SOURCE TEXT
·····

WebMD Provider Services on Wednesday struck a partnership with patient communication company Artera (formerly WELL Health) to expand access to patient educational content and medication affordability programs.

WebMD Provider Services is a division of healthcare news publisher WebMD. The division provides patient education and engagement solutions for hospitals, health systems and other providers, said Ann Bilyew, senior vice president of WebMD Provider Services, in an interview.

Artera sells its patient communication software to hospitals, health systems and large physician networks. The company delivers “the technology that allows facilities to engage with their patients outside of the point of care in a streamlined, unified manner,” said Guillaume de Zwirek, Artera’s founder and CEO. Most of Artera’s patient communication strategy centers on text messages, so it doesn’t compete with patient portals, de Zwirek pointed out. He said his company is more focused on the last mile.

·····

Data excerpts:
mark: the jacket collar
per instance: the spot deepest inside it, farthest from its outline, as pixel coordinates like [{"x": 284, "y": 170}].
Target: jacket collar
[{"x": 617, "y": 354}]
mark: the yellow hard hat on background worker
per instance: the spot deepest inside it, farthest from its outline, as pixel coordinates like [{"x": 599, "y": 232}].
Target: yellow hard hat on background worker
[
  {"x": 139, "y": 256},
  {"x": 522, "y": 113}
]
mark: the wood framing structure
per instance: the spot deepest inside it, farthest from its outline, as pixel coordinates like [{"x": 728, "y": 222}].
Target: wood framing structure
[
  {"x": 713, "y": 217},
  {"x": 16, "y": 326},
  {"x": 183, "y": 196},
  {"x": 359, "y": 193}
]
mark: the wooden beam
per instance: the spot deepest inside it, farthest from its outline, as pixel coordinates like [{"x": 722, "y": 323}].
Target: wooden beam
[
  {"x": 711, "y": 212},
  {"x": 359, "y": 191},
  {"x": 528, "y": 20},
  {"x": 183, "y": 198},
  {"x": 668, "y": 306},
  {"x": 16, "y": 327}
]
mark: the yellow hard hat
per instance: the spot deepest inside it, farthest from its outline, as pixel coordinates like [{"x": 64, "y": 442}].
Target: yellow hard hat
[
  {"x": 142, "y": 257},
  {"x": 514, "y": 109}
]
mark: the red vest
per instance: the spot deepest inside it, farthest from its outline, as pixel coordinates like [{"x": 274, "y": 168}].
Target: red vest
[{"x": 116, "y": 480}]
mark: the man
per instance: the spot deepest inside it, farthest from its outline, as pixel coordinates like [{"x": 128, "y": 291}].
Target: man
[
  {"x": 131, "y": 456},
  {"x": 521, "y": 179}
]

·····

DESCRIPTION OF THE TASK
Copy word for word the stretch of the article on the WebMD and Artera partnership from "WebMD Provider Services is" through "in an interview.".

TASK RESULT
WebMD Provider Services is a division of healthcare news publisher WebMD. The division provides patient education and engagement solutions for hospitals, health systems and other providers, said Ann Bilyew, senior vice president of WebMD Provider Services, in an interview.